----- Provided records -----

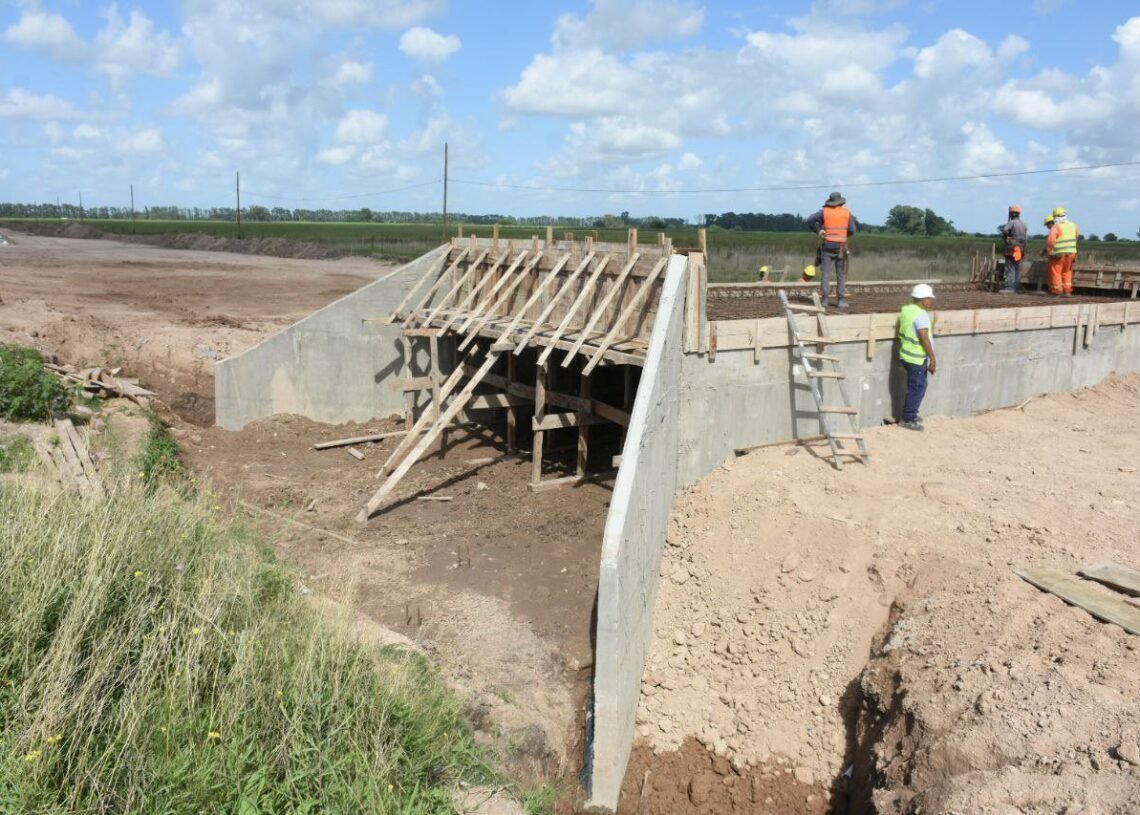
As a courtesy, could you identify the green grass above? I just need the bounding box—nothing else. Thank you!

-----
----- Provided records -----

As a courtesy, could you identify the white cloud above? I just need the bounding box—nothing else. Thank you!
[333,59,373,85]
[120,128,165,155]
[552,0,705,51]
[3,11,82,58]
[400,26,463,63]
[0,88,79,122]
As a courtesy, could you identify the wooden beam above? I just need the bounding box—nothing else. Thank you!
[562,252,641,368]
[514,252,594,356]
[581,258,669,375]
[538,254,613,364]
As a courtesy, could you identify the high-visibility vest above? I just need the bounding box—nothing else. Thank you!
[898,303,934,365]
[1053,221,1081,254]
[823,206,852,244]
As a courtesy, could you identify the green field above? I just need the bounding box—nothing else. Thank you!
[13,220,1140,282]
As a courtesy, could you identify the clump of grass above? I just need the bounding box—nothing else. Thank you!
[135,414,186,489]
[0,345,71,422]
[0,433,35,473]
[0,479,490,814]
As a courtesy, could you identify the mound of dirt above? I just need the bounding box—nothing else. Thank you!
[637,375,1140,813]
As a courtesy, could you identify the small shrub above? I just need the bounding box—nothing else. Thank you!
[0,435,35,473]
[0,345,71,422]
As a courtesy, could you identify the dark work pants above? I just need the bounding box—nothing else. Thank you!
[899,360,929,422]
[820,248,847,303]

-----

## Exercise objective
Rewrite the lines above as a numbered list, skipping any blank lines. Begin at the line that contains "As a courtesy, could you identify the small" and stop after the line that contains "[820,248,847,303]", including both.

## Written reply
1. As a courtesy, could you identify the small shrub above? I just need the bounding box—nothing else. Thank you!
2. [0,435,35,473]
3. [0,345,71,422]
4. As a courtesy, could you identify the dark work pants above? I just need the bounding box—nothing else. Thank you!
5. [899,360,929,422]
6. [820,248,847,303]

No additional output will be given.